Selected passage:
···

[CI] BHUNT comparison experiments

[Alexander Rasin]

As I have said - I do not necessarily advocate this approach, I just think 
this is what BHUNT people meant.

Yes, error table came out to be large, but that's because you picked an 
arbitrary 5% error rate and only 1 bump.  For this distribution BHUNT 
would probably contain multiple bump segments, as in Figure6 in BHUNT 
paper.

Also, the reason why your previous "IN" clause approach worked is because 
you used CATID that has built-in artificial bucketing. Kinda cheating. For 
unique primary this approach simply wouldn't work, it'd be too slow.

Why don't you time a CI-augmented query for same data set?  Why do I keep 
thinking it'll be slower....?

I don't think the BHUNT algebraic relation is suited for something 
containing 5% errors.  Just like they aren't suited for String 
correlations. I am pretty sure the idea in BHUNT paper was that bumps can 
be designed so that errors are rare.  5% is not rare.  And I quote:

"BHUNT tries to choose the sample size so as to control the number of 
exceptions, and hence the size of the exception tables."



> Okay, here's what I got with an error table with all attributes.
>
> CREATE TABLE EXCEPTIONS (CATID INT NOT NULL, ItemID INT NOT NULL,
> CAT1 VARCHAR(40) NOT NULL, CAT2 VARCHAR(40) NOT NULL,
> CAT3 VARCHAR(40) NOT NULL, CAT4 VARCHAR(40) NOT NULL, CAT5 VARCHAR(40) NOT 
> NULL,
> CAT6 VARCHAR(40) NOT NULL, Price REAL NOT NULL);
>
> INSERT INTO EXCEPTIONS (CATID, ItemID ,CAT1, CAT2, CAT3, CAT4, CAT5, CAT6, 
> Price)
> SELECT CATID, ItemID ,CAT1, CAT2, CAT3, CAT4, CAT5, CAT6, Price FROM ITEMS
> WHERE CATID>PRICE/40.467 + 5 OR CATID<PRICE/40.467 - 5;
>
> The exception table is 266MB! If the database has many correlations to 
> exploit, such a large exception table doesn't work.
>
>
> The rewritten query is now:
> SELECT COUNT(DISTINCT CAT3) FROM (SELECT CAT3 FROM ITEMS WHERE PRICE BETWEEN 
> 1000 AND 1100 AND (CATID BETWEEN 20 AND 33) UNION SELECT CAT3 FROM EXCEPTIONS 
> WHERE PRICE BETWEEN 1000 AND 1100) AS V
>
> which on average took 800ms (detail below).
>
> Aggregate  (cost=21.54..21.55 rows=1 width=98) (actual time=782.046..782.046 
> rows=1 loops=1)
>   ->  Unique  (cost=21.50..21.51 rows=2 width=15) (actual 
> time=779.880..781.975 rows=18 loops=1)
>         ->  Sort  (cost=21.50..21.51 rows=2 width=15) (actual 
> time=779.877..780.750 rows=3811 loops=1)
>               Sort Key: items.cat3
>               Sort Method:  quicksort  Memory: 285kB
>               ->  Append  (cost=0.00..21.49 rows=2 width=15) (actual 
> time=99.936..762.980 rows=3811 loops=1)
>                     ->  Index Scan using pk_items on items (cost=0.00..12.99 
> rows=1 width=15) (actual time=99.934..564.299 rows=3604 loops=1)
>                           Index Cond: ((catid >= 20) AND (catid <= 33))

···

Extracted data entries

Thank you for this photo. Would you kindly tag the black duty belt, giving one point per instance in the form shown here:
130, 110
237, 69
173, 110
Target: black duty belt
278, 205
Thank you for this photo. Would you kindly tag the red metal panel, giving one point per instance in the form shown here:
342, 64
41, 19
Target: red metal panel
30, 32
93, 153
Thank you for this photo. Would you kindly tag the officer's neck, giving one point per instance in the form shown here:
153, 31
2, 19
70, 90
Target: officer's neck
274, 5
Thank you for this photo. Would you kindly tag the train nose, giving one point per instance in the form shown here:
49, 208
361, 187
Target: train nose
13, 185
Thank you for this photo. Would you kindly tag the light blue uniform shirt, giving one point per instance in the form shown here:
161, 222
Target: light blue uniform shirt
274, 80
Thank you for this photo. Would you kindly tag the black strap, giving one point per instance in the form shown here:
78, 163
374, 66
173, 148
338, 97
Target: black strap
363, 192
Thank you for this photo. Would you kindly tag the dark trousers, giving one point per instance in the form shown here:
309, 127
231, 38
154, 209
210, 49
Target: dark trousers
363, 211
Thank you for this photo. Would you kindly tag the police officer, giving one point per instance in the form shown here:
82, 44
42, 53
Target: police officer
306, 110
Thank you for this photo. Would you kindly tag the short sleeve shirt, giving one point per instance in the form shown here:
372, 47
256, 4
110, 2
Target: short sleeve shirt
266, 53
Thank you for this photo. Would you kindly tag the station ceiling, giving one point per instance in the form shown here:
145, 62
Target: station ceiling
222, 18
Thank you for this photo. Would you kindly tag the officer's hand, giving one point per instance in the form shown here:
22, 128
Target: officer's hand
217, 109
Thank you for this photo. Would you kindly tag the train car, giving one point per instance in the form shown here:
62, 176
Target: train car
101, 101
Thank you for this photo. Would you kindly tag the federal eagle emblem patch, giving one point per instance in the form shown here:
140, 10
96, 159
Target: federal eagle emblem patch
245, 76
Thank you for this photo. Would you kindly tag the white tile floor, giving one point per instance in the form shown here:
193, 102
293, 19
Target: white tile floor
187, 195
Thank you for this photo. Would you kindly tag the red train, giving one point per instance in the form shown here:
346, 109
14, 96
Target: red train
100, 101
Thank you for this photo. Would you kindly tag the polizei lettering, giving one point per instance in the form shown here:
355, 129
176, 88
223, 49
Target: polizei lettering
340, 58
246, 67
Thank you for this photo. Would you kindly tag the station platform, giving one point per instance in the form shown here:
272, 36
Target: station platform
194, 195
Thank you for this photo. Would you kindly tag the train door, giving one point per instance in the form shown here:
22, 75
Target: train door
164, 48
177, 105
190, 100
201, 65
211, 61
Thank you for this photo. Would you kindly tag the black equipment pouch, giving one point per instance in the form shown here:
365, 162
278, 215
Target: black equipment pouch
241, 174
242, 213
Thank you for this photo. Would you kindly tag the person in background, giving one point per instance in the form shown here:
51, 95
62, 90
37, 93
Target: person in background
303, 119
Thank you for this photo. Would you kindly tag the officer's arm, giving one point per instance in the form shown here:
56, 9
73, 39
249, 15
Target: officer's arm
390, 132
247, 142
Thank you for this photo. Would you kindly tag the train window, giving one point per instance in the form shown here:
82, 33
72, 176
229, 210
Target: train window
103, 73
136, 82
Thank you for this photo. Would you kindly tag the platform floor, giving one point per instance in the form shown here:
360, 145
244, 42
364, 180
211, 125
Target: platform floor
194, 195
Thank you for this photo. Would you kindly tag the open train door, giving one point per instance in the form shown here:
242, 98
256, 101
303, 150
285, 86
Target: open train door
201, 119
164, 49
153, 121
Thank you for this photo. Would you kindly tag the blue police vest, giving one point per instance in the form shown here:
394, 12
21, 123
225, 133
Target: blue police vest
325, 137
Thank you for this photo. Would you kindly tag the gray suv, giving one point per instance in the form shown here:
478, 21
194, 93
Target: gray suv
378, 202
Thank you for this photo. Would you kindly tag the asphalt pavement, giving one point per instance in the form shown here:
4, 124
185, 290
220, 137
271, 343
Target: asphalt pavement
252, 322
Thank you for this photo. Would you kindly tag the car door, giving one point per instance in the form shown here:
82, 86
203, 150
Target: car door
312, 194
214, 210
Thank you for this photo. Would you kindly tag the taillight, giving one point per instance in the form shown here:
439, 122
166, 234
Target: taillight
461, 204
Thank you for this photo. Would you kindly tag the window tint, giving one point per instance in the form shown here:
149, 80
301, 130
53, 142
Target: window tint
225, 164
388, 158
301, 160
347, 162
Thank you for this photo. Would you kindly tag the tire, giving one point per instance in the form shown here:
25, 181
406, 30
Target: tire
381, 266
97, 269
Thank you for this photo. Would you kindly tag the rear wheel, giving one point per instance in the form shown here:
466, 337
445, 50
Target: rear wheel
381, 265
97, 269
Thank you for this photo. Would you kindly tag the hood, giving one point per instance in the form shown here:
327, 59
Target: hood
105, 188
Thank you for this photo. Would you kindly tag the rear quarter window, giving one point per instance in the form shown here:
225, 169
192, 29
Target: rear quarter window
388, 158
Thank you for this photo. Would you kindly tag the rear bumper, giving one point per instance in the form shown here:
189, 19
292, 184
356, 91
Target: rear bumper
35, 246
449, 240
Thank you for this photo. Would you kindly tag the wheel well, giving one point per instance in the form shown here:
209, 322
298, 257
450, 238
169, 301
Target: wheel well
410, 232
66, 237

···

Tasks to complete:
- A) Repeat the BHUNT discussion between "[CI] BHUNT comparison" and "BHUNT people meant.", inclusive.
- B) In the records, take the lines from the one holding "the hood, giving" through the end of the records, inclusive. Return only those lines, with "Target" changed to "Label" and nothing else altered.

Answers by task:
- A)
[CI] BHUNT comparison experiments

[Alexander Rasin]

As I have said - I do not necessarily advocate this approach, I just think 
this is what BHUNT people meant.

- B)
Thank you for this photo. Would you kindly tag the hood, giving one point per instance in the form shown here:
327, 59
Label: hood
105, 188
Thank you for this photo. Would you kindly tag the rear quarter window, giving one point per instance in the form shown here:
225, 169
192, 29
Label: rear quarter window
388, 158
Thank you for this photo. Would you kindly tag the rear bumper, giving one point per instance in the form shown here:
189, 19
292, 184
356, 91
Label: rear bumper
35, 246
449, 240
Thank you for this photo. Would you kindly tag the wheel well, giving one point per instance in the form shown here:
209, 322
298, 257
450, 238
169, 301
Label: wheel well
410, 232
66, 237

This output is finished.